Written instruction
Count the lines in the entries below that contain the string "dark". Reply with that number alone.

=-=-=-=-=

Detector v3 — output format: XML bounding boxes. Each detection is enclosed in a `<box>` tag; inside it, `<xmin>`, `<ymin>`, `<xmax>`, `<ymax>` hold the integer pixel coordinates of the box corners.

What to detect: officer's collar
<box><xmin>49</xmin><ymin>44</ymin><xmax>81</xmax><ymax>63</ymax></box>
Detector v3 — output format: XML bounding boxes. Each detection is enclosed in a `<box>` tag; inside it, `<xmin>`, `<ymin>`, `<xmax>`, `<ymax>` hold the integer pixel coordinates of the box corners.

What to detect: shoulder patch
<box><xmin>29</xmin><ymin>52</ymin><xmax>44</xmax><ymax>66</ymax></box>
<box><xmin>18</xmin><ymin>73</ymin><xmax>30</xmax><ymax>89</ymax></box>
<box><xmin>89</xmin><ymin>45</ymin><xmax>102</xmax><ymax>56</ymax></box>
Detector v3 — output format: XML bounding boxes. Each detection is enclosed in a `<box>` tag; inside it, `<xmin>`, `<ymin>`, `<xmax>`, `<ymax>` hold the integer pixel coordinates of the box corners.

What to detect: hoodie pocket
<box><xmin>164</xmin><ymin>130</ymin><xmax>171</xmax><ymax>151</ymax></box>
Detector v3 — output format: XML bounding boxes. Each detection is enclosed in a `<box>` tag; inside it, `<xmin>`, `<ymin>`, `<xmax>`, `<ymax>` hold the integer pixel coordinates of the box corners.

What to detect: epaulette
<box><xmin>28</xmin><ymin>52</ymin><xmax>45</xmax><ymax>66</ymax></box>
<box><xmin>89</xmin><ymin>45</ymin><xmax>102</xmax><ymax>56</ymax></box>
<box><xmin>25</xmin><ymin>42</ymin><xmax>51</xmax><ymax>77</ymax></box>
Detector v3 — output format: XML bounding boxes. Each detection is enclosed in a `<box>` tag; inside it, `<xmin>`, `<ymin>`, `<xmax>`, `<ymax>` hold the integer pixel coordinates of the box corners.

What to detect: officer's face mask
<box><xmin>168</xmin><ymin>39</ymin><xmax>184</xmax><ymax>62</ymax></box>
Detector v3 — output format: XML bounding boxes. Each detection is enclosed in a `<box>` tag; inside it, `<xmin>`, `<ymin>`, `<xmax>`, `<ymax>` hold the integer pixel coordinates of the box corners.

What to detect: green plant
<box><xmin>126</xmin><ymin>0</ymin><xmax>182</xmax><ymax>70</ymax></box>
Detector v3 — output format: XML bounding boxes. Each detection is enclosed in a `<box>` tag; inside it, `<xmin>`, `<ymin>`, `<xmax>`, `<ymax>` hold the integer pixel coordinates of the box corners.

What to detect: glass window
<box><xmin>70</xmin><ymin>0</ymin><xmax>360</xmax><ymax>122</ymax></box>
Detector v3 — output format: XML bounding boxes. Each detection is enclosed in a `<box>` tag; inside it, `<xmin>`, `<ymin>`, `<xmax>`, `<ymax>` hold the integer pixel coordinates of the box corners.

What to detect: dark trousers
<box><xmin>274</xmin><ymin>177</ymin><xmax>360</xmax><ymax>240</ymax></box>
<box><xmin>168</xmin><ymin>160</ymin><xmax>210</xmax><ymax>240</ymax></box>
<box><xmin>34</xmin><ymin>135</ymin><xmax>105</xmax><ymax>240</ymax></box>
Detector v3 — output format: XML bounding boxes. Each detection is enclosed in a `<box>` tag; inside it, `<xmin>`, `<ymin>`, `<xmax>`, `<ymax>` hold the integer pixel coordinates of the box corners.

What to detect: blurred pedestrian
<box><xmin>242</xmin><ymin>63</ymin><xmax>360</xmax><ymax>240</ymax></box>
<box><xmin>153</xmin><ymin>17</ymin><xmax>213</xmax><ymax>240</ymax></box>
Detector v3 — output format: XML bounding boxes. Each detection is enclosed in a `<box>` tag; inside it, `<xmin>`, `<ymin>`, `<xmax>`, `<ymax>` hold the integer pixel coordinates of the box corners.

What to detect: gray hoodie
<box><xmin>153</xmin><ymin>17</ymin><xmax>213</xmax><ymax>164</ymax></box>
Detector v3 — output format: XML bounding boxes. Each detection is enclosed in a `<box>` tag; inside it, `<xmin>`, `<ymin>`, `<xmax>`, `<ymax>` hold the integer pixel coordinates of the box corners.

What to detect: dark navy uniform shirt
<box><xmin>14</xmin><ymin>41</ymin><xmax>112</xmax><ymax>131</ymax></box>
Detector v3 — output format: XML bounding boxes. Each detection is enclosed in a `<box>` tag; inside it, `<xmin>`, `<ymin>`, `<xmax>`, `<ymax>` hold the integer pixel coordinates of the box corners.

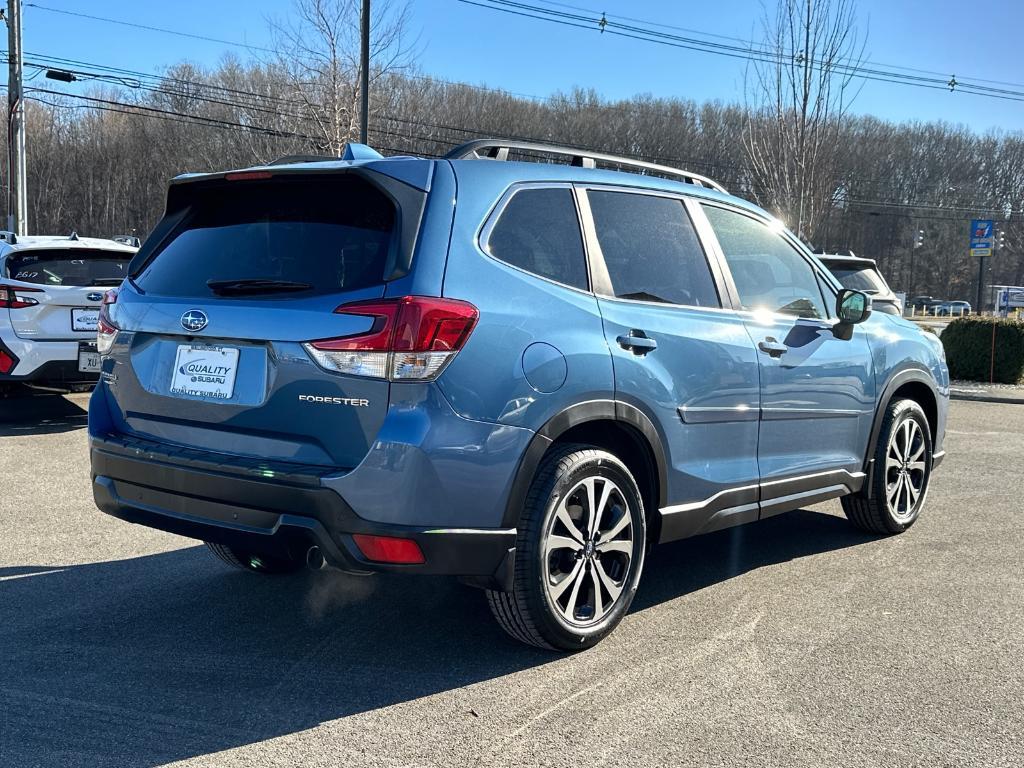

=-=-=-=-=

Output of the exercise
2